**TEXTE CITÉ:**
####

Dès lors, le Conseil d’Etat juge que la Cour avait pu à bon droit écarter l’application de ces dispositions, qui n’étaient pas applicables aux bâtiments qui existaient à la date d’édiction du plan d’occupation des sols de la Commune, en jugeant qu’elles ne pouvaient faire obstacle aux travaux litigieux effectués sur un bâtiment agricole édifié avant cette date.

Cette décision s’inscrit dans la mouvance de la jurisprudence dite SEKLER.

Dans l’arrêt SEKLER du 27 mai 1988 n°795 30, le Conseil d’Etat a en effet énoncé que la circonstance qu’une construction existante initialement conforme aux prescriptions d’urbanisme qui lui étaient opposables méconnaît une ou plusieurs dispositions d’un plan local d’urbanisme régulièrement approuvé ne s’oppose pas, en l’absence de dispositions de ce plan spécialement applicable à la modification des immeubles existants, à la délivrance ultérieure d’un permis s’il s’agit de travaux :

  • soit destinés à rendre l’immeuble conforme aux dispositions règlementaires méconnues,
  • soit étrangers aux dispositions méconnues.

####

**DONNÉES FOURNIES:**
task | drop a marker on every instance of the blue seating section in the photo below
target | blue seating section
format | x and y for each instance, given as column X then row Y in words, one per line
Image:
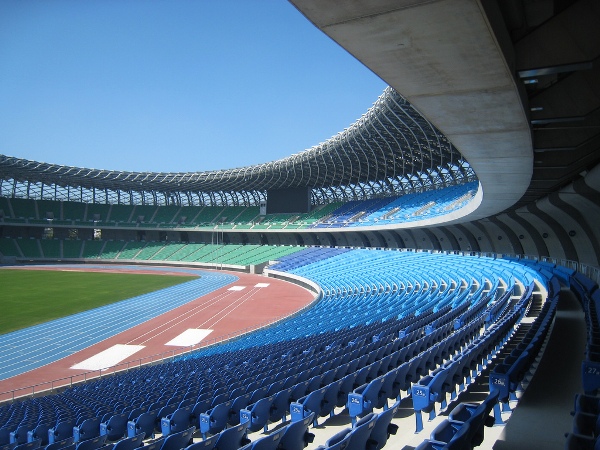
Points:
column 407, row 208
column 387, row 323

####

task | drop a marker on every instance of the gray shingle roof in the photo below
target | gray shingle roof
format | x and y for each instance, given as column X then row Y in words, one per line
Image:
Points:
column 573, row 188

####

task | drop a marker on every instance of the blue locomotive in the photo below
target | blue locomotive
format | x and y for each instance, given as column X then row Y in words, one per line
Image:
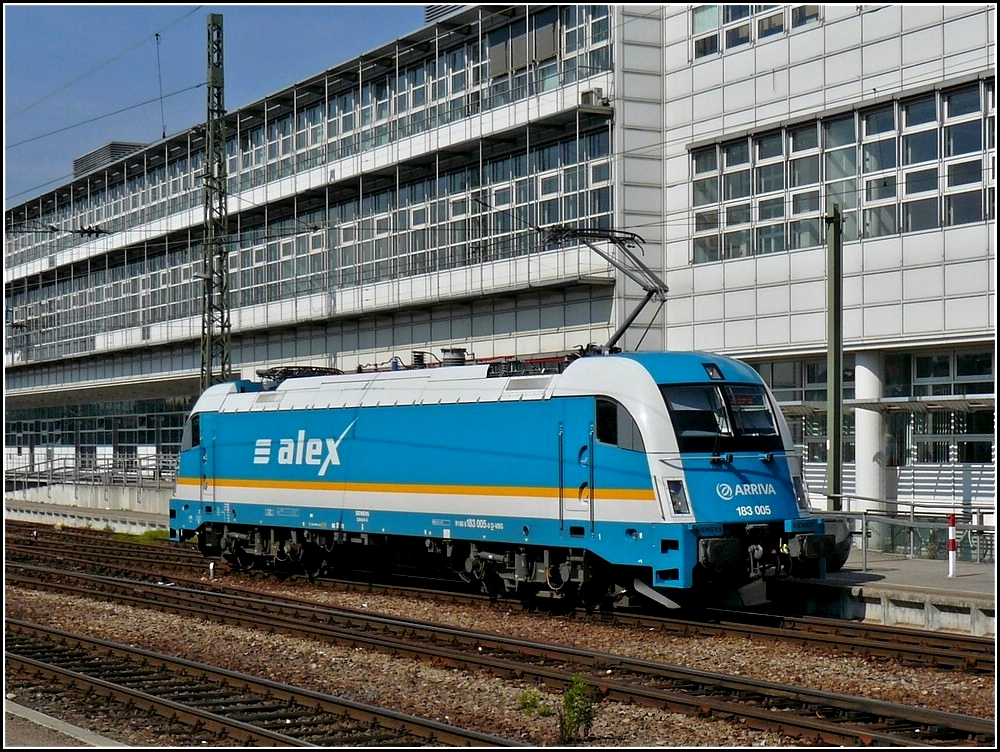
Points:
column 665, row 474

####

**À FAIRE:**
1. Répondez aux questions suivantes d'après le texte cité :
(a) À quelle date le Conseil d'Etat a-t-il rendu l'arrêt SEKLER ?
(b) Sur quel bâtiment les travaux litigieux ont-ils été effectués ?
(c) Quelles sont les deux catégories de travaux qui peuvent justifier la délivrance ultérieure d'un permis ?
2. Résumez, s'il vous plaît, sous forme de liste, le paragraphe du texte cité qui commence par « Dans l'arrêt SEKLER du 27 mai 1988 », en gardant ses faits principaux.
Seul le texte cité sert de référence.

**RÉPONSES DE L'EXERCICE:**
1.
(a) Le 27 mai 1988.
(b) Sur un bâtiment agricole édifié avant la date d'édiction du plan d'occupation des sols de la Commune.
(c) Les travaux destinés à rendre l'immeuble conforme aux dispositions règlementaires méconnues et les travaux étrangers aux dispositions méconnues.

2.
- Arrêt SEKLER du Conseil d'Etat, 27 mai 1988.
- Cas visé : une construction existante, conforme à l'origine aux prescriptions d'urbanisme, méconnaît une ou plusieurs dispositions d'un plan local d'urbanisme régulièrement approuvé.
- Condition : le plan ne contient aucune disposition spécialement applicable à la modification des immeubles existants.
- Conséquence : cette situation ne fait pas obstacle à la délivrance ultérieure d'un permis si les travaux :
  - soit visent à rendre l'immeuble conforme aux dispositions règlementaires méconnues ;
  - soit sont étrangers à ces dispositions.